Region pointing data
"""

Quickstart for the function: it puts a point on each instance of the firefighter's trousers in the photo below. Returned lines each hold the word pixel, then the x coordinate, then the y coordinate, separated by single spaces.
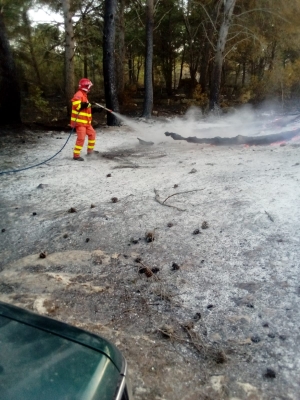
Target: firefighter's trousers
pixel 82 132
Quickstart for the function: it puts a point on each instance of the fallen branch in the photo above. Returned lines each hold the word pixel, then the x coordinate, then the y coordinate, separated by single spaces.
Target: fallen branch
pixel 162 202
pixel 175 194
pixel 237 140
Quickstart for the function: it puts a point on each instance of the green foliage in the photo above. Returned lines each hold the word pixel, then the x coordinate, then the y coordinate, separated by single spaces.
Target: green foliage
pixel 200 97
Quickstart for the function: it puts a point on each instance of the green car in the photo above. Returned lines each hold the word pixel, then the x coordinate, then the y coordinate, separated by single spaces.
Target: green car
pixel 44 359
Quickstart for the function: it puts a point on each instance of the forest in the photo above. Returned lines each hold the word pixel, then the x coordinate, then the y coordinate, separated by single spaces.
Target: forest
pixel 208 53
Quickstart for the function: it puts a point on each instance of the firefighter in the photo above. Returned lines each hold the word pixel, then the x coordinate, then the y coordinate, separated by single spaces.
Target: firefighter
pixel 81 119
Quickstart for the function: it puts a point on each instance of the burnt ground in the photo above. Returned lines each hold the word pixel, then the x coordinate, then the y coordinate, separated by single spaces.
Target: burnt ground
pixel 185 256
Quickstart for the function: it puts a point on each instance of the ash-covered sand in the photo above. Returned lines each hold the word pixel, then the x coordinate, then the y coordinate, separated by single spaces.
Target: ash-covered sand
pixel 217 317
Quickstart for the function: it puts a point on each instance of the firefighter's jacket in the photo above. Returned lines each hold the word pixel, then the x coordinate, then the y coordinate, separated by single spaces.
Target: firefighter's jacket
pixel 80 117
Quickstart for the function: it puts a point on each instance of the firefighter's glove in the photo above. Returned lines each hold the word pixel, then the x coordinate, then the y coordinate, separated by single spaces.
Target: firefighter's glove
pixel 84 105
pixel 96 109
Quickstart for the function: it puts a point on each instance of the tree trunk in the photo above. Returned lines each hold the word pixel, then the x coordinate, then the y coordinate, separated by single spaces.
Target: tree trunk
pixel 31 47
pixel 219 55
pixel 109 72
pixel 148 103
pixel 69 54
pixel 121 50
pixel 10 102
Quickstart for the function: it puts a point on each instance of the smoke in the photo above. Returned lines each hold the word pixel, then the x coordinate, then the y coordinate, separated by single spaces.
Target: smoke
pixel 245 121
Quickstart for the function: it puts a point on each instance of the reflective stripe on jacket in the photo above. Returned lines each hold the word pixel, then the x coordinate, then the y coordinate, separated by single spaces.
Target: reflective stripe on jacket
pixel 83 117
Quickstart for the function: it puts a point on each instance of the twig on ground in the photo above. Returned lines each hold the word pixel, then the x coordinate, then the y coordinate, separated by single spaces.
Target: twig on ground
pixel 162 203
pixel 269 216
pixel 175 194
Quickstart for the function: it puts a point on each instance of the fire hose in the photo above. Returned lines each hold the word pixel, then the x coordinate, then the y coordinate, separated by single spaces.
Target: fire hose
pixel 99 105
pixel 43 162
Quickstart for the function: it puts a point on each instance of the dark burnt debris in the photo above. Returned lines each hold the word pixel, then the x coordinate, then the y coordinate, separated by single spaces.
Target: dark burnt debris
pixel 175 267
pixel 150 236
pixel 270 373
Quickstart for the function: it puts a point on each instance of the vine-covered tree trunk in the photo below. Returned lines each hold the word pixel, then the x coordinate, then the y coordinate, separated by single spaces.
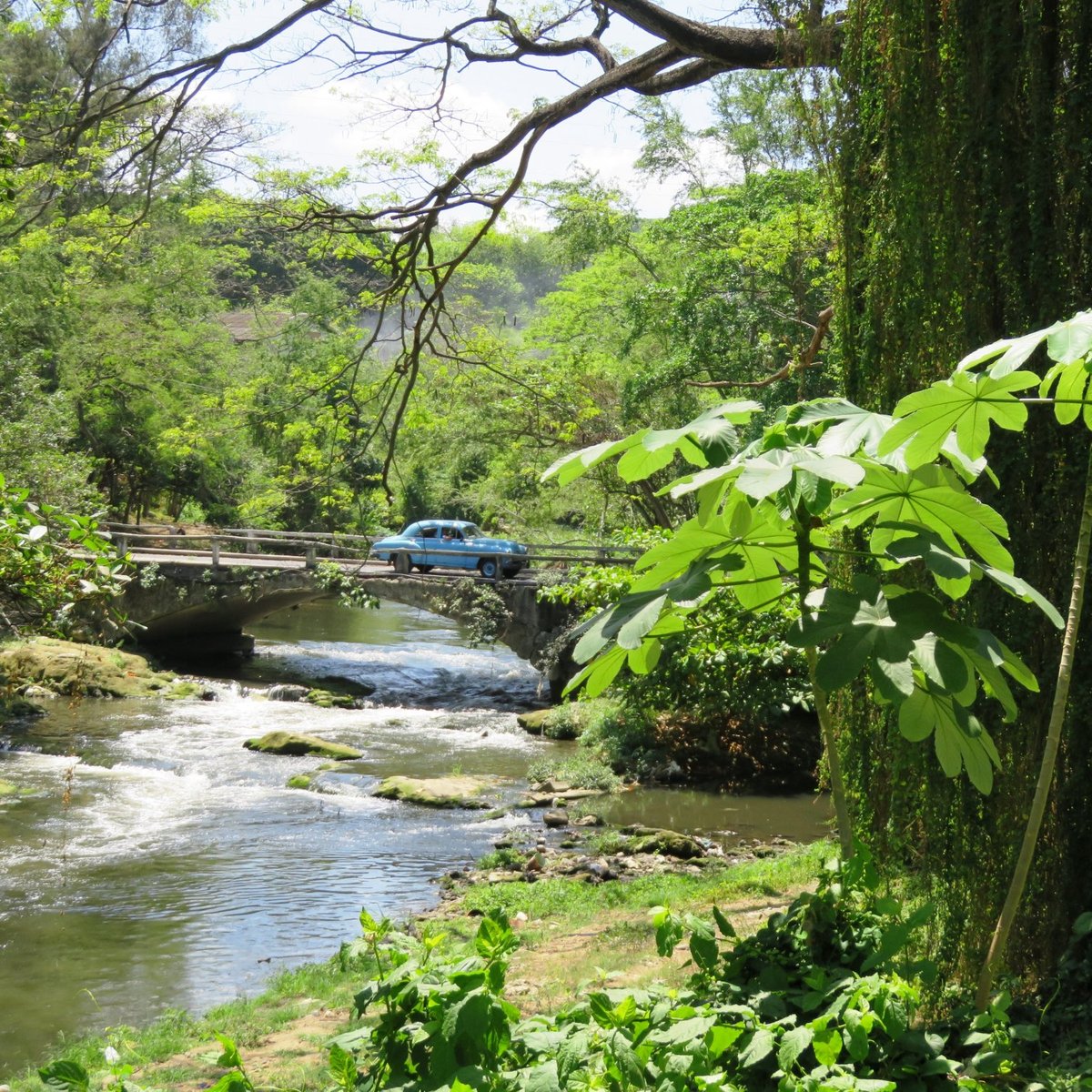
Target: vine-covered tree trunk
pixel 966 199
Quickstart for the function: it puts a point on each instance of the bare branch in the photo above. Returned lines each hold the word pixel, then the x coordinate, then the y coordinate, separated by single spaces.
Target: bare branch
pixel 805 360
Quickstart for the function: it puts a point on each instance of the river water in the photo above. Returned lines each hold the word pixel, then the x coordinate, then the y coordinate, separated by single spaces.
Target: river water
pixel 152 862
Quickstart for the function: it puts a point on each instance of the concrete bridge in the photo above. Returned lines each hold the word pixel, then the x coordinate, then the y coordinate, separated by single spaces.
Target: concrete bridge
pixel 194 601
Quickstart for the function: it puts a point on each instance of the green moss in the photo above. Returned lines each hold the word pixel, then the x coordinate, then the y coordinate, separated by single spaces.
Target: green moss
pixel 287 743
pixel 453 792
pixel 66 667
pixel 328 699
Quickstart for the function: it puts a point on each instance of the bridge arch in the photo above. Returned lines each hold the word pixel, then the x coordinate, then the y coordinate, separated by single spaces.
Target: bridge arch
pixel 196 610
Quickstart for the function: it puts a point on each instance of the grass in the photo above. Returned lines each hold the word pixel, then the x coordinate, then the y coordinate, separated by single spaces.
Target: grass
pixel 577 902
pixel 288 997
pixel 577 935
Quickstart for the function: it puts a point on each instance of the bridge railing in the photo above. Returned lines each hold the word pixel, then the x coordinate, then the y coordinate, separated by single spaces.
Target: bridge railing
pixel 227 545
pixel 241 544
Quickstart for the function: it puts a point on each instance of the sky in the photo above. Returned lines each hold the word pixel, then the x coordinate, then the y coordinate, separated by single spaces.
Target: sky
pixel 321 124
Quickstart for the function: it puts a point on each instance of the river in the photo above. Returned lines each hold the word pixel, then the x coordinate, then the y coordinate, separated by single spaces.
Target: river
pixel 153 863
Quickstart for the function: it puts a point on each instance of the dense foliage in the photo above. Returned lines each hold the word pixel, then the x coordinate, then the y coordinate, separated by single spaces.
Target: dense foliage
pixel 825 996
pixel 966 202
pixel 59 573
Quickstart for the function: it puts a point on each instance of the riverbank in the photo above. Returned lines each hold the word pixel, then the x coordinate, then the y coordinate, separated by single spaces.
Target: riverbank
pixel 572 934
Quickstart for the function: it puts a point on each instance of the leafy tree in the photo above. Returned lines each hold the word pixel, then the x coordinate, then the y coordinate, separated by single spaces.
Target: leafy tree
pixel 58 572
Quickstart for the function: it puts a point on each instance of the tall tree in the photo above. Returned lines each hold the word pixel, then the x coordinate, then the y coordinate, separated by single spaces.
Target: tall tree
pixel 966 203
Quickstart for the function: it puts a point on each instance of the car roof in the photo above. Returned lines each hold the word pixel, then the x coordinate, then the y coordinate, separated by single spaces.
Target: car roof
pixel 440 523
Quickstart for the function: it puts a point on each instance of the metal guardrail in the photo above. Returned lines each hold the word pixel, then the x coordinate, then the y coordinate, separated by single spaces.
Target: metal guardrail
pixel 314 546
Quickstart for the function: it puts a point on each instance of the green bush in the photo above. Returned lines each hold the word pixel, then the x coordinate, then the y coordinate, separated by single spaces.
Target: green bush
pixel 580 770
pixel 824 997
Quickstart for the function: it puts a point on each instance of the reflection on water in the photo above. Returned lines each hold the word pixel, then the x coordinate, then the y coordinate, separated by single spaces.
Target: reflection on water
pixel 152 862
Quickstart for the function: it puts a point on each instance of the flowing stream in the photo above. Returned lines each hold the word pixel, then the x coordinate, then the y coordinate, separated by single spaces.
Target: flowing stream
pixel 150 862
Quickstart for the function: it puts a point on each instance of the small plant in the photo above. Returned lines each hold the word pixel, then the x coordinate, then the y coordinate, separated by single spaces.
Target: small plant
pixel 506 858
pixel 580 771
pixel 333 578
pixel 480 609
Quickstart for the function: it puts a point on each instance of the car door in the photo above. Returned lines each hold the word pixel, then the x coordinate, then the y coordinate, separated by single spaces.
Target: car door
pixel 448 547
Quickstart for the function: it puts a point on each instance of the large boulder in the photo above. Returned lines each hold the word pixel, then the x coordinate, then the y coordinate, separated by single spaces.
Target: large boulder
pixel 666 844
pixel 287 743
pixel 453 792
pixel 66 667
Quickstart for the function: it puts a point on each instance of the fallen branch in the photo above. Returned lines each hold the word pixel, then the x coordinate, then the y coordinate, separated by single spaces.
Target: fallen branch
pixel 807 359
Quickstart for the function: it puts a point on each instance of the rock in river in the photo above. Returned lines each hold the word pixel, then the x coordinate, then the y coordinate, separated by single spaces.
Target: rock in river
pixel 285 743
pixel 453 792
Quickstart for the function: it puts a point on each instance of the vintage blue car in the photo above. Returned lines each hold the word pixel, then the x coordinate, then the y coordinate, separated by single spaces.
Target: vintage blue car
pixel 450 544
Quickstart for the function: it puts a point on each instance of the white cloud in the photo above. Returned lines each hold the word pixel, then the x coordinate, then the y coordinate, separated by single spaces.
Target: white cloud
pixel 328 126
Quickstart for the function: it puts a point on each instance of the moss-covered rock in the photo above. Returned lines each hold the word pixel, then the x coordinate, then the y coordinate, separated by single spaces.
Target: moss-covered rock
pixel 19 709
pixel 453 792
pixel 666 844
pixel 328 699
pixel 66 667
pixel 561 722
pixel 10 793
pixel 287 743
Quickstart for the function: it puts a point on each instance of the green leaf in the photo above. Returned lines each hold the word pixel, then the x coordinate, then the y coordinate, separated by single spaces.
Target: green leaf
pixel 572 1055
pixel 722 923
pixel 943 664
pixel 967 404
pixel 643 660
pixel 931 497
pixel 543 1078
pixel 793 1044
pixel 1071 392
pixel 1011 350
pixel 599 674
pixel 569 468
pixel 758 1048
pixel 827 1046
pixel 66 1077
pixel 721 1037
pixel 342 1067
pixel 229 1057
pixel 1071 341
pixel 629 1064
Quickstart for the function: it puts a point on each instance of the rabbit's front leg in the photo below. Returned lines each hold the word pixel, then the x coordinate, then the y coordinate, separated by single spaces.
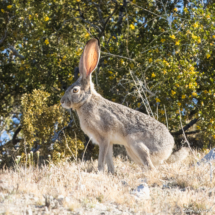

"""

**Brief**
Repeat the records above exactly, from the first line through the line that contains "the green car", and leave out the pictures.

**Output**
Quickstart for the function: it puts a point on each instance of the firefighter's trousers in the photo below. Returned lines each hold the word pixel, then the x coordinate, then the y coordinate, separated by single spaces.
Target: firefighter's trousers
pixel 82 132
Quickstart for the function: it puts a point on each instance of the fallen branch in the photo above. Returned lines each hold the word pixel, then the x coordinate, then the y coordinate, separated by single spaces.
Target: fallen branch
pixel 162 202
pixel 175 194
pixel 237 140
Quickstart for the function: it puts a point on each instance of the green foliage in the photo above. Returned lines each hold the word pixel, then the x coordinate, then the y coordinate, separated by single spaces.
Target: green foliage
pixel 200 97
Quickstart for the function: it puts a point on each instance of the green car in the photo above. Returned lines each hold the word pixel, then the x coordinate, then the y coordinate, separated by single spaces.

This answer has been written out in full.